*INSTRUCTION:*
Go through the data below and copy each line that contains the word "with".

*DATA IN THIS EXERCISE:*
· · · · ·
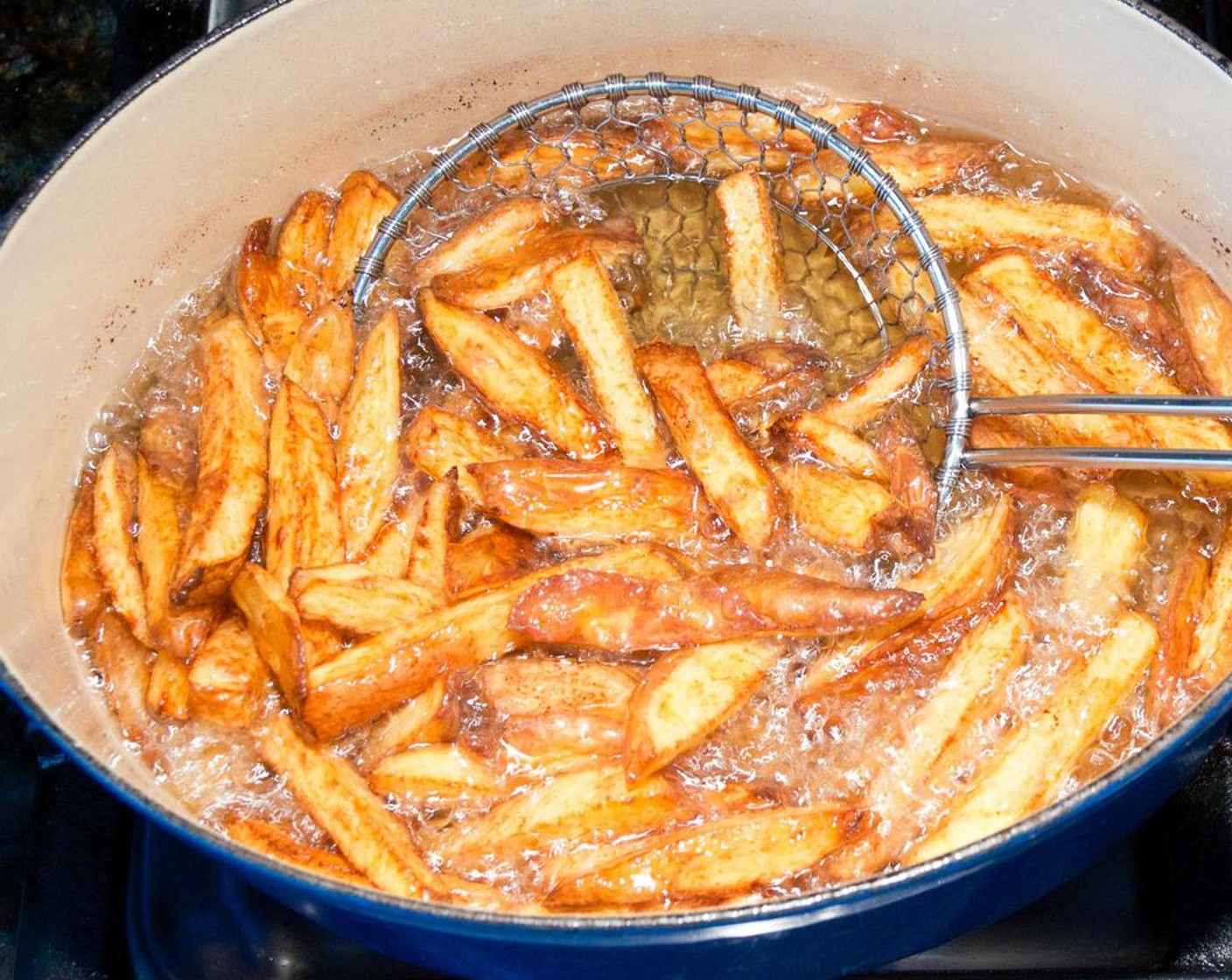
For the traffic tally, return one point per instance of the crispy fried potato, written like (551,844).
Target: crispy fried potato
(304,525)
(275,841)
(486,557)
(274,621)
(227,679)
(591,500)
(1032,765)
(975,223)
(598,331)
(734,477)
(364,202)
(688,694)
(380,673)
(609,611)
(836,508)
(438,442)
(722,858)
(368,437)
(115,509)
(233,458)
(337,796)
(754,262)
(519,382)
· · · · ·
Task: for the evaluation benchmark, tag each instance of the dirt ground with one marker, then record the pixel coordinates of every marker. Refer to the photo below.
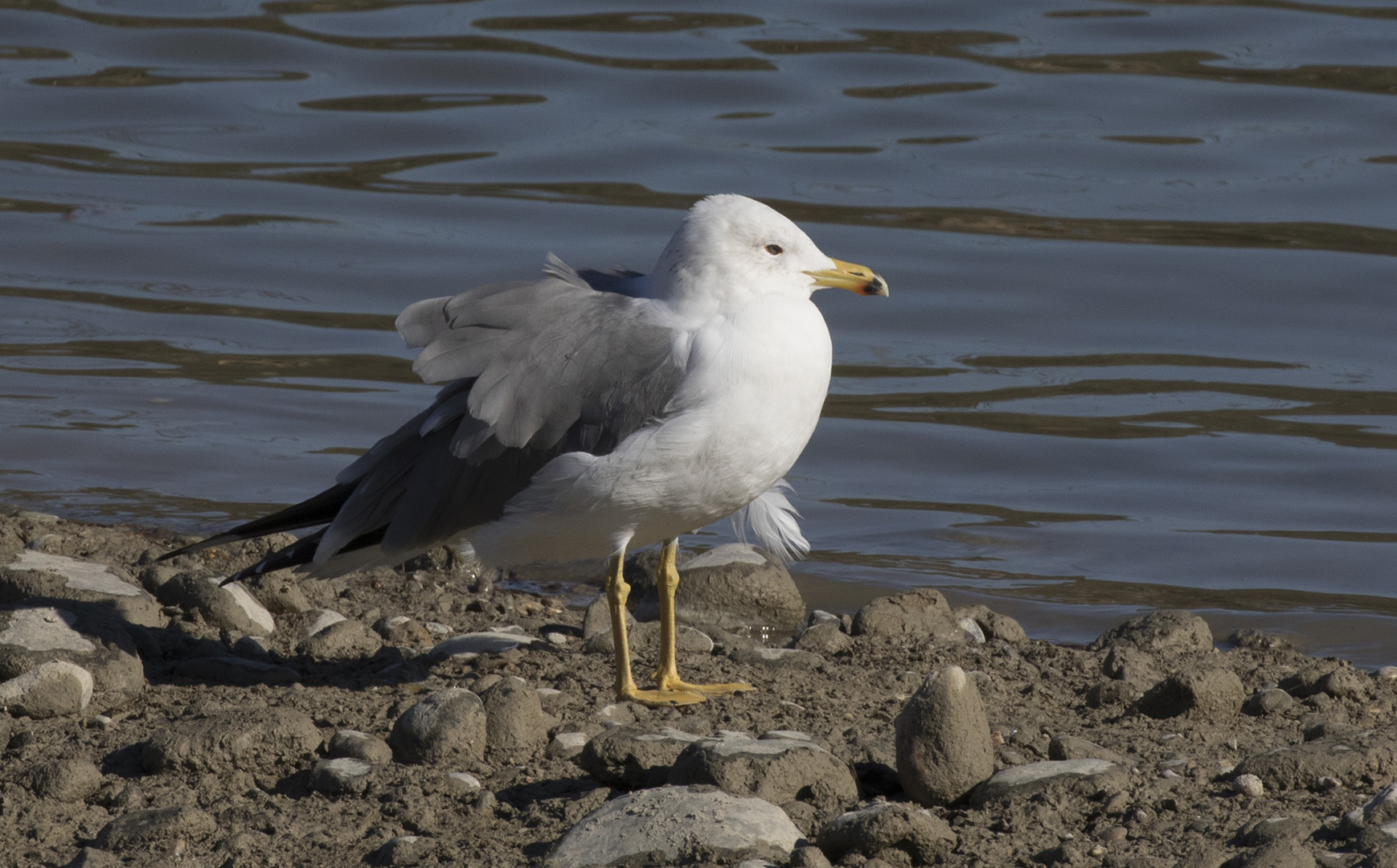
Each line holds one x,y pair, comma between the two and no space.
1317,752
· · · · ·
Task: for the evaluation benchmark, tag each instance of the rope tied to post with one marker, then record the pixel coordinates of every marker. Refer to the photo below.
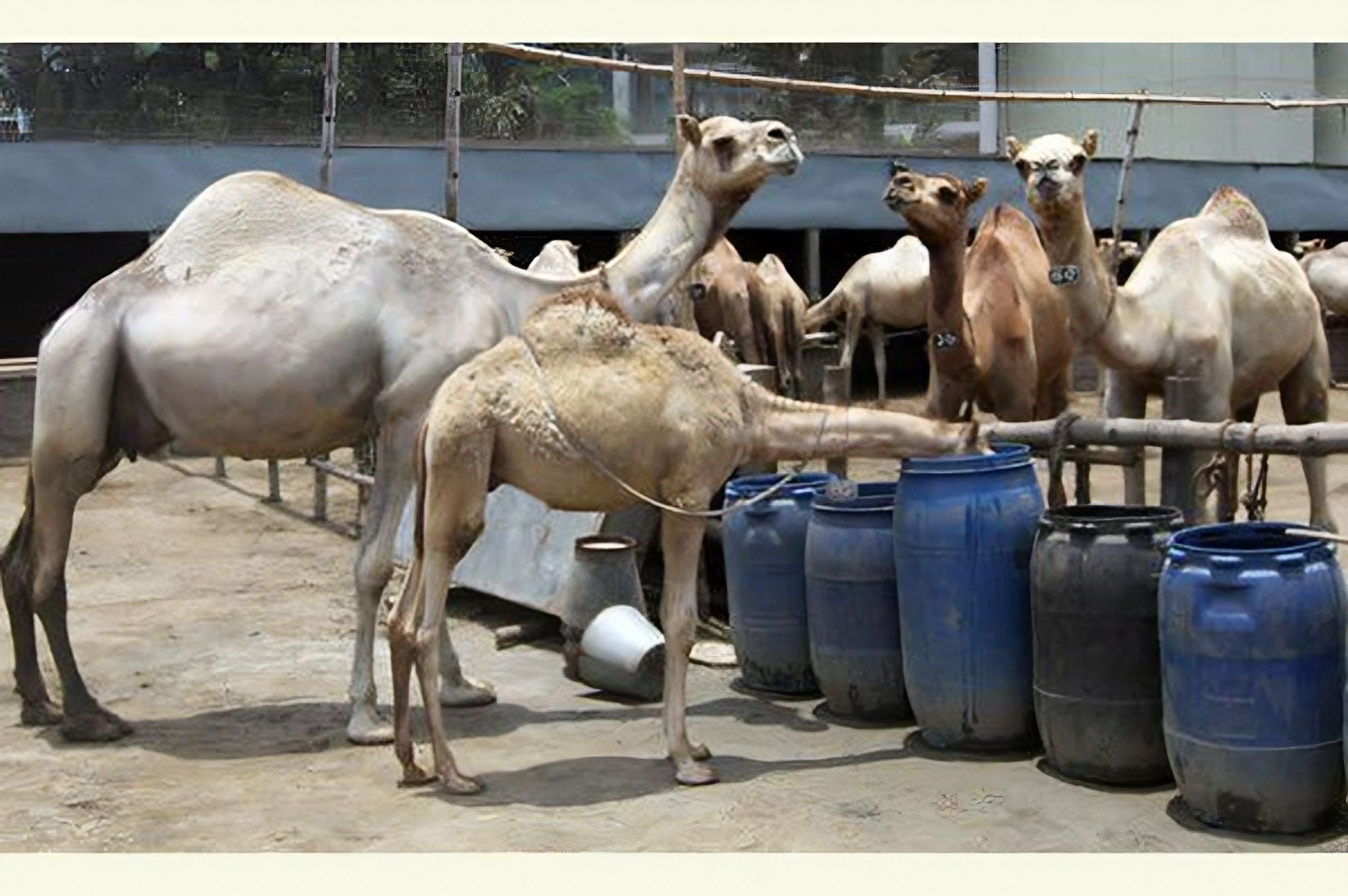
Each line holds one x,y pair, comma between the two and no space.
· · · · ·
*EXERCISE OUTPUT:*
Task: for the evaluation benchmark, tag each instance of the dirt ground with one marker, then record the pixel coordinates of every marker. Refer to the photo below.
Task: for the evaluation benchmark, tag each instance of the rope tied to post with one marker, then record the pixel coordinates of every marker. Refer to the photo below.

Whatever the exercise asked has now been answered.